----- THE RECORDS -----
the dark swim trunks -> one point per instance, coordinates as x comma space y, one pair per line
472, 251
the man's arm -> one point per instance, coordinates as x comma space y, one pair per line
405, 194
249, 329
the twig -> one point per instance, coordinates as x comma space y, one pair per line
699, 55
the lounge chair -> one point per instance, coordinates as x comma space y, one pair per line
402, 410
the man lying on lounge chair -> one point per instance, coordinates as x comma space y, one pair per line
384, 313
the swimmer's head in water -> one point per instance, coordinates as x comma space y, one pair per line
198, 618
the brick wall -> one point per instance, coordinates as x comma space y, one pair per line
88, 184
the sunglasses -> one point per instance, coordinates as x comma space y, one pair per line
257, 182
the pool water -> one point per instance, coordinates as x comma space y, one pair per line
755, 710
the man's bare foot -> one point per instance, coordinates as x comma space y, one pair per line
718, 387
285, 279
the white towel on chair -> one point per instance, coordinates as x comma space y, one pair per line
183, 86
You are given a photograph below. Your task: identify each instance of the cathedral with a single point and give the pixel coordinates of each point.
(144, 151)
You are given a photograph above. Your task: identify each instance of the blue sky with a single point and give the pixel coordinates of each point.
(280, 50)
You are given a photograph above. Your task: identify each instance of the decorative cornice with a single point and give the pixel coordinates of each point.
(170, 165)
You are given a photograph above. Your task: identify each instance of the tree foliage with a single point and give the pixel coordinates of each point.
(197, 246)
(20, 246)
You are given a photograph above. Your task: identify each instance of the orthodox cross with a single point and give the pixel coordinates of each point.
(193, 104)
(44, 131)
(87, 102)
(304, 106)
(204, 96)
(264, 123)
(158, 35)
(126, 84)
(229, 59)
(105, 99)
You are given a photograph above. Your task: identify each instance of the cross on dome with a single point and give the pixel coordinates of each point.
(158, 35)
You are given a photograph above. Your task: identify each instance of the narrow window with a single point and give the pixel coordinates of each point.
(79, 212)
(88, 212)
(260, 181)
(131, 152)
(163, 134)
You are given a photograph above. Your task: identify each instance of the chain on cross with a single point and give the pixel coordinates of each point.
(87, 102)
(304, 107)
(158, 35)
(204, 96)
-----
**TASK DIRECTIONS**. Reproduce verbatim the data from the line containing "of the chain" through the final line of the data, including both of those lines.

**RESPONSE TO THIS TASK**.
You are given a photograph above. Your task: identify each instance of the chain on cross with a single point and give the pixel coordinates of each point.
(87, 102)
(304, 107)
(158, 35)
(204, 96)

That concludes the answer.